=== Excerpted text ===
# BSNL BB 900 'really unlimited' plan



## nilanko (Jul 15, 2011)

Is there any BSNL BB plan having a monthly rental of Rs. 900 with 4 Mbps connectivity speed that never reduces to something lower after crossing any certain limit? I am asking this because, I'm am not exactly sure which plan I actually have (  ) ... I just answered "900 Unlimited" when I was asked for the plan which I wanted to opt by BSNL guys while obtaining the connection. I saw on BSNL website about the "*900 ULD*"(<--pl. note) -- it was written: "4Mbps upto 8 GB, then 256Kbps onwards". I received a small form filled by BSNL guys ... the plan was mentioned as "*900ULFC*"(<--pl. note again). When I asked about that speed limit from the BSNL guys who came for modem installation and setup, they said there is no such speed limit, they said speed would remain 4Mbps only, no reduction after any limit. But I don't trust at all about what he said. Is there really any such plan which the BSNL guy mentioned of?


----------



## sygeek (Jul 15, 2011)

There is a limit, don't go for the noob employees.


----------



## nilanko (Jul 15, 2011)

...that's sad news  I wish they were correct.

But what is the difference between 900*ULD*(Unlimited Download with Differential speed) and 900*ULFC*(Unlimited Download..., then ??) plans?


----------



## thetechfreak (Jul 15, 2011)

There is a 10 GB limit. Then it reduces to 256 kbps


----------



## abhidev (Jul 15, 2011)

@nilanko - now that u hv taken the plan why don't you track it yourself if the speed remains constant even after 8gb limit....let us know if the speed remains constant...i would switch to that plan then


----------



## Ricky (Jul 15, 2011)

=== Written instruction ===
Name each user whose name heads a post in the BSNL broadband plan thread above, listing every name once. The data after this point comes from a separate source and has no connection to the forum thread above.

=== Source material ===

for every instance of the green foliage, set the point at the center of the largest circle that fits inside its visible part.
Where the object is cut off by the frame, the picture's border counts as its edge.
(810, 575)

=== Right answer ===
nilanko, sygeek, thetechfreak, abhidev, Ricky